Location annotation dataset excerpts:
— start —
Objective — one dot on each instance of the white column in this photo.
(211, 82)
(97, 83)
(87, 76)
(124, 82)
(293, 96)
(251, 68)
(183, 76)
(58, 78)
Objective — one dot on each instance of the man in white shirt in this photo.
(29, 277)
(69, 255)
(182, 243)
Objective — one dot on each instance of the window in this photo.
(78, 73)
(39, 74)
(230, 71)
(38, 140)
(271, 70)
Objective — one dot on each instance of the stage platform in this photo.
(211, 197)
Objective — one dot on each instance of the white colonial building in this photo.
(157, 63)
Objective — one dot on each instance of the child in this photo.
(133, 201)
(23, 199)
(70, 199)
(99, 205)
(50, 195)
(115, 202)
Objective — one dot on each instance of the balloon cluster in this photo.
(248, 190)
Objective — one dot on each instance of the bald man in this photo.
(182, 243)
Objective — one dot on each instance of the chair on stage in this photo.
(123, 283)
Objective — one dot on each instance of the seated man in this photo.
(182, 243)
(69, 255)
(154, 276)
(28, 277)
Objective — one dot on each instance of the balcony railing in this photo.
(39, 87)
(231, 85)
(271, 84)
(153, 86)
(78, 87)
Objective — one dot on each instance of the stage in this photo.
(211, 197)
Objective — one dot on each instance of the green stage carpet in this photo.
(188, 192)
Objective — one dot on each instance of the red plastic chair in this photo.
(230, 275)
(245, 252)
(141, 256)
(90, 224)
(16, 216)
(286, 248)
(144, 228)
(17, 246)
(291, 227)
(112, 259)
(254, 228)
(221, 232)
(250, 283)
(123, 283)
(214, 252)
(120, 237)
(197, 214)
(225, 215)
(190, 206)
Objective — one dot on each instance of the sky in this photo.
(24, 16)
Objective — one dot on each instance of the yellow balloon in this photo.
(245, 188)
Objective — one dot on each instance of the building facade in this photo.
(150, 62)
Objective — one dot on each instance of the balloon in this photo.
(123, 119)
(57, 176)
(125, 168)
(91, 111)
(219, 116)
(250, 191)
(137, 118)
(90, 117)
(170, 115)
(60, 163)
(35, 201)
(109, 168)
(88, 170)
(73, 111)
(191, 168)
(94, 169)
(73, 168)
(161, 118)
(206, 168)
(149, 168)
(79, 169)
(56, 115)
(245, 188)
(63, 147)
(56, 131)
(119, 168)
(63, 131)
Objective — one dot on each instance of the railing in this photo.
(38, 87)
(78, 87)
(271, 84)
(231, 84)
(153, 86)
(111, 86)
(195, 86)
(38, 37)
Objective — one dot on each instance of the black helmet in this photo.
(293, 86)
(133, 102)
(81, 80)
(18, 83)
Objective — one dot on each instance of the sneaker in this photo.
— end —
— Work instructions —
Convert every line of the entries above into a JSON list of strings, one string per line, leaving out blank lines.

— Exercise result —
[
  "Objective — one dot on each instance of the white column in this photo.",
  "(211, 82)",
  "(97, 83)",
  "(87, 76)",
  "(124, 82)",
  "(293, 96)",
  "(251, 68)",
  "(183, 76)",
  "(58, 78)",
  "Objective — one dot on each instance of the man in white shirt in this photo.",
  "(29, 277)",
  "(69, 255)",
  "(182, 243)",
  "Objective — one dot on each instance of the window in this photo.",
  "(78, 73)",
  "(39, 74)",
  "(230, 71)",
  "(38, 140)",
  "(271, 70)",
  "Objective — one dot on each instance of the stage platform in this photo.",
  "(211, 197)",
  "Objective — one dot on each instance of the white colonial building in this photo.",
  "(157, 63)",
  "Objective — one dot on each instance of the child in this photo.",
  "(133, 201)",
  "(23, 199)",
  "(70, 199)",
  "(99, 205)",
  "(50, 195)",
  "(115, 202)",
  "Objective — one dot on each instance of the balloon cluster in this photo.",
  "(248, 190)",
  "Objective — one dot on each instance of the bald man in this photo.",
  "(182, 243)",
  "Objective — one dot on each instance of the chair on stage in this photo.",
  "(123, 283)",
  "Objective — one dot on each instance of the seated man in this photo.",
  "(182, 243)",
  "(69, 255)",
  "(154, 276)",
  "(28, 277)",
  "Objective — one dot on each instance of the balcony railing in this photo.",
  "(39, 87)",
  "(231, 85)",
  "(271, 84)",
  "(153, 86)",
  "(78, 87)",
  "Objective — one dot on each instance of the stage in this photo.",
  "(211, 197)",
  "Objective — one dot on each instance of the green stage carpet in this photo.",
  "(188, 192)",
  "Objective — one dot on each instance of the red plastic chair in this photo.",
  "(230, 275)",
  "(245, 252)",
  "(141, 256)",
  "(90, 224)",
  "(16, 216)",
  "(286, 248)",
  "(144, 228)",
  "(17, 246)",
  "(291, 227)",
  "(112, 259)",
  "(254, 228)",
  "(221, 232)",
  "(250, 283)",
  "(123, 283)",
  "(214, 252)",
  "(120, 237)",
  "(197, 214)",
  "(225, 215)",
  "(190, 206)",
  "Objective — one dot on each instance of the sky in this photo.",
  "(24, 16)",
  "Objective — one dot on each instance of the yellow balloon in this photo.",
  "(245, 188)",
  "Objective — one dot on each instance of the building facade in this photo.",
  "(150, 62)",
  "Objective — one dot on each instance of the balloon in this photo.",
  "(123, 119)",
  "(57, 176)",
  "(125, 168)",
  "(91, 111)",
  "(219, 116)",
  "(250, 191)",
  "(137, 118)",
  "(90, 117)",
  "(170, 115)",
  "(60, 163)",
  "(35, 201)",
  "(109, 168)",
  "(88, 170)",
  "(73, 111)",
  "(191, 168)",
  "(94, 169)",
  "(73, 168)",
  "(161, 118)",
  "(206, 168)",
  "(149, 168)",
  "(79, 169)",
  "(56, 115)",
  "(245, 188)",
  "(63, 147)",
  "(56, 131)",
  "(119, 168)",
  "(63, 131)",
  "Objective — one dot on each instance of the railing in this photo.",
  "(38, 87)",
  "(78, 87)",
  "(271, 84)",
  "(231, 84)",
  "(153, 86)",
  "(111, 86)",
  "(195, 86)",
  "(38, 37)",
  "Objective — one dot on each instance of the black helmet in this photo.",
  "(293, 86)",
  "(133, 102)",
  "(81, 80)",
  "(18, 83)",
  "Objective — one dot on each instance of the sneaker in this photo."
]